Description of the task: Could you reproduce, word for word, the lines in the records below from the line with "Task: pin the throw" to the line with "point(520, 436)", including both of those lines and nothing else?

────────

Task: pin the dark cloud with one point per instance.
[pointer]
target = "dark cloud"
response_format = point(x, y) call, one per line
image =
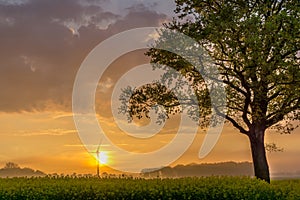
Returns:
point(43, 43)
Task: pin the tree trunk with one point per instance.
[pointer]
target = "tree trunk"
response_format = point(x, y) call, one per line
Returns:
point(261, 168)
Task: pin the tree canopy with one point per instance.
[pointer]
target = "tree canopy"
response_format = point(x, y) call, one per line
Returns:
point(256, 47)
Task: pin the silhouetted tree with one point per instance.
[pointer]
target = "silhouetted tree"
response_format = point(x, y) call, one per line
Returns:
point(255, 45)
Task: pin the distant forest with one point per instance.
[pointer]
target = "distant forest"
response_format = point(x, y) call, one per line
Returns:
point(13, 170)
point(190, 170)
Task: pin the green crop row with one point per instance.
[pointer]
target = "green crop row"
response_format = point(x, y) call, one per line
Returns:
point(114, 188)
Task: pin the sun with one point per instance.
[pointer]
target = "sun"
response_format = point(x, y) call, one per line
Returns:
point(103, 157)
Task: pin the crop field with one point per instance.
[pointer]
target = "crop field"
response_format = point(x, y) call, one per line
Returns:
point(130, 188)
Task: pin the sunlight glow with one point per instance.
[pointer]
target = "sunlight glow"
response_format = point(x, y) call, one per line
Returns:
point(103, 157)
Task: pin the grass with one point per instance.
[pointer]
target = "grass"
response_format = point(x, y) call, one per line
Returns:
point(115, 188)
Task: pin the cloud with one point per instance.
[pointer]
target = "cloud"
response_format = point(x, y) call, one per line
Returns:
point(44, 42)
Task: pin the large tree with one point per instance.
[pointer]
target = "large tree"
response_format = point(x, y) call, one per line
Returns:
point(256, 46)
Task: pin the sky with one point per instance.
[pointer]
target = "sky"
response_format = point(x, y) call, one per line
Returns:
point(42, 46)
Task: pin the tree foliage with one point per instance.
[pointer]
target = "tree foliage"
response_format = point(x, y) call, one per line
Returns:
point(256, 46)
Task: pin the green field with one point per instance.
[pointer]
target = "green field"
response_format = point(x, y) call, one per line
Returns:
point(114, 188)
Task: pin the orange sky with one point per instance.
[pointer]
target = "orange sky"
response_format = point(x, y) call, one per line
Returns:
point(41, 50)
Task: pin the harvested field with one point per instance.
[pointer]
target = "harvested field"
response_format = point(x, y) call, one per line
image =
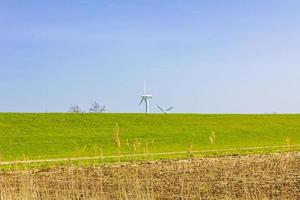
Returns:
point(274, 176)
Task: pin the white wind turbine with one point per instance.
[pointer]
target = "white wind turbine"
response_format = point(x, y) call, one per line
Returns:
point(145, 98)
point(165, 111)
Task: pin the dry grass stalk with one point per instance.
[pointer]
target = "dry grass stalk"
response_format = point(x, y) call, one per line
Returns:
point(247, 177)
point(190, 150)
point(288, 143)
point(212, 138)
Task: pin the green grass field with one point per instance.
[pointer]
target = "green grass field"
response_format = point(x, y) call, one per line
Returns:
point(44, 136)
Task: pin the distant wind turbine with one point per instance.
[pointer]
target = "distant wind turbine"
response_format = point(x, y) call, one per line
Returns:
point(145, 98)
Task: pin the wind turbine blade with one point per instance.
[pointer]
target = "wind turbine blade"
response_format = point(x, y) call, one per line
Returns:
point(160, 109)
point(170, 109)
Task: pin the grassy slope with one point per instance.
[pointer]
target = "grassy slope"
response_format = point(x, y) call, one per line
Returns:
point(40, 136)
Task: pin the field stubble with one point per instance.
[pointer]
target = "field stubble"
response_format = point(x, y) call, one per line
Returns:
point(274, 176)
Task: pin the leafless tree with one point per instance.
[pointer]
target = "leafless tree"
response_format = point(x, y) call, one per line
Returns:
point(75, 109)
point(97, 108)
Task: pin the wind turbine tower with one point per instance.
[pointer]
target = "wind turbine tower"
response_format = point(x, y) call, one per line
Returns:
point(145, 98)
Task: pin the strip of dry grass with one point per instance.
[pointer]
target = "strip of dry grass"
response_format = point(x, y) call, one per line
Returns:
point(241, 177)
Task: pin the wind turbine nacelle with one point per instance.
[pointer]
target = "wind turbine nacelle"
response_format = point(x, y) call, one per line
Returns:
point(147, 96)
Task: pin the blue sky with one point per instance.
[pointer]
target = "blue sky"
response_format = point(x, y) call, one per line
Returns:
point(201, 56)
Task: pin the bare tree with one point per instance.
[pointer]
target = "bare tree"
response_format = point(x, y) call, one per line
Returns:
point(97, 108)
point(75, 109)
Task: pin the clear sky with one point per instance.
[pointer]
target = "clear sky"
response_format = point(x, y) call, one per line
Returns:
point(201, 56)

────────

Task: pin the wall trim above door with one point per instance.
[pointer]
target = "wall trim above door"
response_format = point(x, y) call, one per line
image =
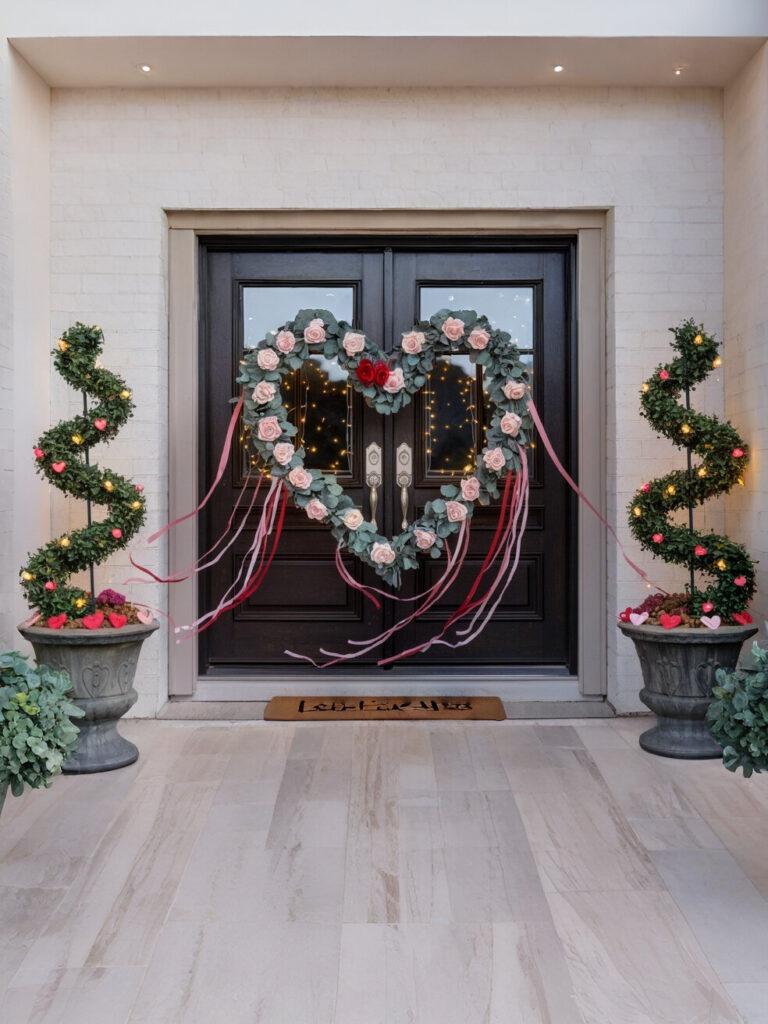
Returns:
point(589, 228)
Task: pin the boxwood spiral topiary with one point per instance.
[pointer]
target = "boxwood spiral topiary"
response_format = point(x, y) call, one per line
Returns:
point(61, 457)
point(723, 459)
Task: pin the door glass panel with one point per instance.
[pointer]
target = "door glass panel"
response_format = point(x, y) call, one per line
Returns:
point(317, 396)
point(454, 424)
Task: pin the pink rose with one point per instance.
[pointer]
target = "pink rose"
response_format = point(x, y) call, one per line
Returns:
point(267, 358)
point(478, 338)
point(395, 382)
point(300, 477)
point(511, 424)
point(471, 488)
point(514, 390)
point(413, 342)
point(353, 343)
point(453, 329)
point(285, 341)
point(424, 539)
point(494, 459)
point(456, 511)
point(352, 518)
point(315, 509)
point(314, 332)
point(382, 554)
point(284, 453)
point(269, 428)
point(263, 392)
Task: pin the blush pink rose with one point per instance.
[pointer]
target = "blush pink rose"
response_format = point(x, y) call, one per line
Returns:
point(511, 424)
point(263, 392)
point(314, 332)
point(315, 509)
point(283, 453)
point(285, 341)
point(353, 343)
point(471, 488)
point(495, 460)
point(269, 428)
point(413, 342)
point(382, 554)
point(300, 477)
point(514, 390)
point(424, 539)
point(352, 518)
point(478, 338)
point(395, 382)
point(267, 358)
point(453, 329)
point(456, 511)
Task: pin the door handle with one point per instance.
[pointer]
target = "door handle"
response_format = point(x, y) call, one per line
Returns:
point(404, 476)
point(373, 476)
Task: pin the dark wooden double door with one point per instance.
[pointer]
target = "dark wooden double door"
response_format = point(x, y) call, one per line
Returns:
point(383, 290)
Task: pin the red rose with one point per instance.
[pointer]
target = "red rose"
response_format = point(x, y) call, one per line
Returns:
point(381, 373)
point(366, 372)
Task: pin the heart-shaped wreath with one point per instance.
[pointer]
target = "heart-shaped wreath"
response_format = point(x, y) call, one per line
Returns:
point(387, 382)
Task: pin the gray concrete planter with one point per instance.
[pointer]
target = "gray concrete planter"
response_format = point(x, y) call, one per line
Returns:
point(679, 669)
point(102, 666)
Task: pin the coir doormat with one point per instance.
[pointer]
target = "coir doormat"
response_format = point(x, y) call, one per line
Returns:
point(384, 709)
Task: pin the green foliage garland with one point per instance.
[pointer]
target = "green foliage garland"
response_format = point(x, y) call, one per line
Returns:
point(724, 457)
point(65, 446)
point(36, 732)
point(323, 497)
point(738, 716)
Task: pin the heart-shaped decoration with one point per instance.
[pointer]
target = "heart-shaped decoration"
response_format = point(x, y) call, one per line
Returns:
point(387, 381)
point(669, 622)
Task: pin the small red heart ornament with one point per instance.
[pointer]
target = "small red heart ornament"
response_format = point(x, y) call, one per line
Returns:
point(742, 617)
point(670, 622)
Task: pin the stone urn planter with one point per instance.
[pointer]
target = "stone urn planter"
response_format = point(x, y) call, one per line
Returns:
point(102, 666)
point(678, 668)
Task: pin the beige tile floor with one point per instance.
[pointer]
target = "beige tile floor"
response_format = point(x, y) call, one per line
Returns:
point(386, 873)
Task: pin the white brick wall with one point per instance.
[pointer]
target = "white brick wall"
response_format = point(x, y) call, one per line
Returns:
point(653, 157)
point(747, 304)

────────

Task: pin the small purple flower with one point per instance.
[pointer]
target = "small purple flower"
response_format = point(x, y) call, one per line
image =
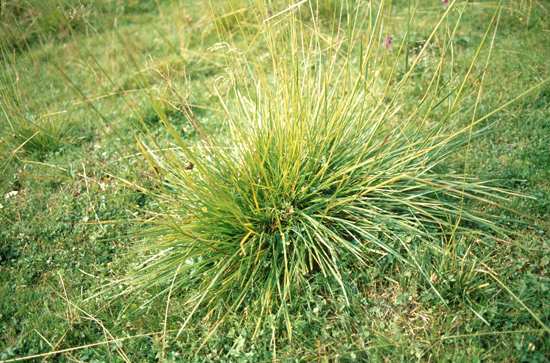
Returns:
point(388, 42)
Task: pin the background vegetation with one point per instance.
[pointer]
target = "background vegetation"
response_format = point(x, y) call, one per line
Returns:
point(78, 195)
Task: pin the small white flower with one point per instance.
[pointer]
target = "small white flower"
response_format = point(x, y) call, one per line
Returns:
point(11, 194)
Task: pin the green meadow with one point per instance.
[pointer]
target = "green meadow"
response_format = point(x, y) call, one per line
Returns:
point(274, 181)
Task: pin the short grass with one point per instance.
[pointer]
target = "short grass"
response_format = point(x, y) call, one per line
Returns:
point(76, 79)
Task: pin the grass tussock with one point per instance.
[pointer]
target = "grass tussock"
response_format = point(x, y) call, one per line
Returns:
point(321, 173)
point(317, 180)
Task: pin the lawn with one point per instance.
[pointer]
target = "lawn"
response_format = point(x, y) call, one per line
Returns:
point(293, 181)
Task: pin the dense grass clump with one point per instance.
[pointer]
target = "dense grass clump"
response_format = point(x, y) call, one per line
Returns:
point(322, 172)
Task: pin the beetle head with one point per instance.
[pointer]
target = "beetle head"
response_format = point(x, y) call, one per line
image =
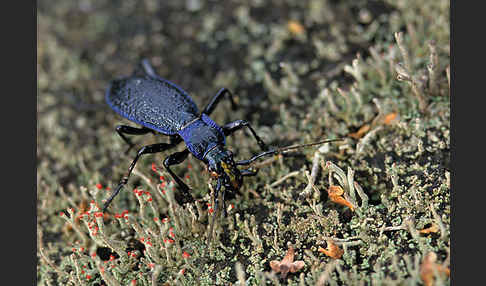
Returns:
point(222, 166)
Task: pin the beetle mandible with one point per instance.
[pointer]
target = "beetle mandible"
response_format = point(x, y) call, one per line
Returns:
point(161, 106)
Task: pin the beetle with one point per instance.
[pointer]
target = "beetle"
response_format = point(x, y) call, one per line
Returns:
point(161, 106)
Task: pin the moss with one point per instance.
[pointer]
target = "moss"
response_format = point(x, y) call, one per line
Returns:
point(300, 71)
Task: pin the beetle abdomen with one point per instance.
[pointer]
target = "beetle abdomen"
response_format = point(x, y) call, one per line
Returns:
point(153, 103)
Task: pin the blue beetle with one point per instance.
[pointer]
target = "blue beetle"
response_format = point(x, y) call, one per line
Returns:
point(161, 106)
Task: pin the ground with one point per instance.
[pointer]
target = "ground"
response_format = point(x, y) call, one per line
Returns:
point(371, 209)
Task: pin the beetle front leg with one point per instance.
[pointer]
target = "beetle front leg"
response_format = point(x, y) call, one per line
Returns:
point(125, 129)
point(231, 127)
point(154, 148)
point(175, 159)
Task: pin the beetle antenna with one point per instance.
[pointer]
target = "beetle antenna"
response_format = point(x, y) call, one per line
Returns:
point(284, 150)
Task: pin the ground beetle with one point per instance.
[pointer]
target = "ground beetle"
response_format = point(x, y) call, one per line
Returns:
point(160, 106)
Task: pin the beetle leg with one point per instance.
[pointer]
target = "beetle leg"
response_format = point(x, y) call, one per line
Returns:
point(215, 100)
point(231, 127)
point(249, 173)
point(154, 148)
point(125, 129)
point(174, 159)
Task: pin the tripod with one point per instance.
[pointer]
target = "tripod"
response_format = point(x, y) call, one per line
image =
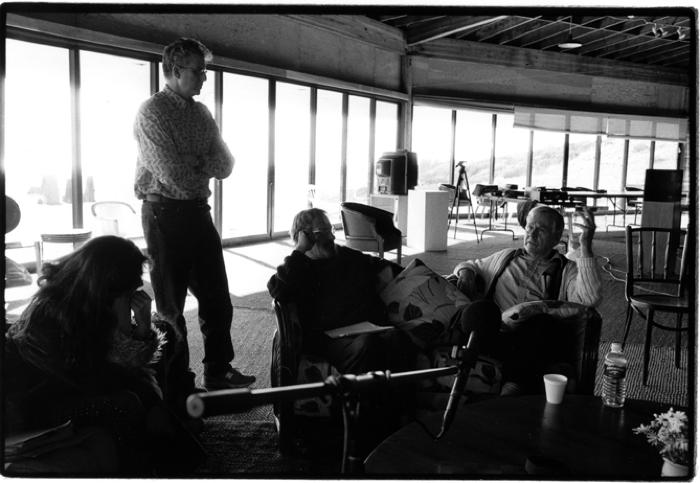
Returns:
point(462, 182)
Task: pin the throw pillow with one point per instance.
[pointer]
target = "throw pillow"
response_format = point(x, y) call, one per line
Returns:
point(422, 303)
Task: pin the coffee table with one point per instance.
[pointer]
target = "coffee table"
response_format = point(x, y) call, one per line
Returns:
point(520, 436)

────────

Answer to this task:
Task: pin the throw pillow with one point per instance.
[pointer]
target = "throw pillow"
response_format = point(x, y) call, one per line
Returns:
point(422, 303)
Task: pin the coffee table with one point per instance.
[pointer]
target = "coffee table"
response_format = point(x, y) call, one per line
Returns:
point(520, 436)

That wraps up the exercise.